[DOCUMENT EXTRACT]:

+---+

MAKETHIN

EUROPEAN ORGANIZATION FOR NUCLEAR RESEARCH

MAKETHIN: Slice a sequence into thin lenses

This module converts a sequence with thick elements into one composed of thin (zero length) element slices or simplified thick slices as required by MAD-X tracking or conversion to SIXTRACK input format.

Slicing to thin elements

The slicing is performed by the command:

MAKETHIN,SEQUENCE=seq_name, STYLE=slicing_style,
         MAKEDIPEDGE= logical; 
         MINIMIZEPARENTS= logical, 
         MAKECONSISTENT= logical;

The parameters are defined as:

SEQUENCE= seq_name is the name of the sequence to be processed to thin slices. The sequence must be active, i.e. it should have been previously loaded with a USE command. The sequence must use the default positioning of elements (REFER=centre)
STYLE= slicing_style where the argument is optional, selects the slicing style. Available slicing styles are:
- SIMPLE : produces equal strength slices at equidistant positions with the kick in the middle of each slice.
  It is the default if the number of slices is larger than 4.
- TEAPOT : improves the slice positioning using the algorithm described in IPAC'13 MOPWO027
  It is the default if the number of slice is less or equal to 4.
- COLLIM : is the default slicing for collimators. If only one slice is chosen it is placed in the middle of the old element. If two slices are chosen they are placed at either end. Three slices or more are treated as one slice.

+---+

[EXCERPTED DATA]:

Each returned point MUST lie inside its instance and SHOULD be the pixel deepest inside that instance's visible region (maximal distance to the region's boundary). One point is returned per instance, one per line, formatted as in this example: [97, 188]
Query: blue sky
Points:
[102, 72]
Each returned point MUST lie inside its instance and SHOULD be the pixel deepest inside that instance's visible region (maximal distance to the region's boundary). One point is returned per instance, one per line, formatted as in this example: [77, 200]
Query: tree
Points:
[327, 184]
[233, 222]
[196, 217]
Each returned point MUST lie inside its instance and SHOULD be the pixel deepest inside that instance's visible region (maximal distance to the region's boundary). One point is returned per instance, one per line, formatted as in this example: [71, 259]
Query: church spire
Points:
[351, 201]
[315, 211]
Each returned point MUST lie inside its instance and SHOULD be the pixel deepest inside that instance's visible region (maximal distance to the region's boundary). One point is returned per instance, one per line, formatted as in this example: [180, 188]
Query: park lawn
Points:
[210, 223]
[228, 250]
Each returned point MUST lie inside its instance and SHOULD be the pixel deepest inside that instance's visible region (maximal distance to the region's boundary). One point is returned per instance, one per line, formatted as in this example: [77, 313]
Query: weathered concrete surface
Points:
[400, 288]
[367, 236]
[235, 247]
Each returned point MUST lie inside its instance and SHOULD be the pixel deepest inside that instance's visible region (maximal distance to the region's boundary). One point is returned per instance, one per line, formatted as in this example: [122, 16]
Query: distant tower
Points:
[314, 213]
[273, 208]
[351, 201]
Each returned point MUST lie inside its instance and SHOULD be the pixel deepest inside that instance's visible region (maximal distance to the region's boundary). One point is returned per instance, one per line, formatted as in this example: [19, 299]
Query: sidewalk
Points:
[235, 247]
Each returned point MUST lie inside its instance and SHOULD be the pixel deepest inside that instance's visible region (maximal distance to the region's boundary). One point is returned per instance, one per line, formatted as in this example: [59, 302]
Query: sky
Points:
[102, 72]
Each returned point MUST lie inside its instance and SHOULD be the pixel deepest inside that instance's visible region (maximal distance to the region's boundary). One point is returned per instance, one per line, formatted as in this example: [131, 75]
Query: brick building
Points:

+---+

[REQUEST 1]: According to the MAKETHIN page, which slicing style is the default when the number of slices is larger than 4?
[REQUEST 2]: From the MAKETHIN page, copy word for word the passage that begins at the words "- TEAPOT : improves" and stops after "as one slice.".
The rows come from a different source than the MAKETHIN page.

[WRITTEN SOLUTION 1]: SIMPLE

[WRITTEN SOLUTION 2]:
- TEAPOT : improves the slice positioning using the algorithm described in IPAC'13 MOPWO027
  It is the default if the number of slice is less or equal to 4.
- COLLIM : is the default slicing for collimators. If only one slice is chosen it is placed in the middle of the old element. If two slices are chosen they are placed at either end. Three slices or more are treated as one slice.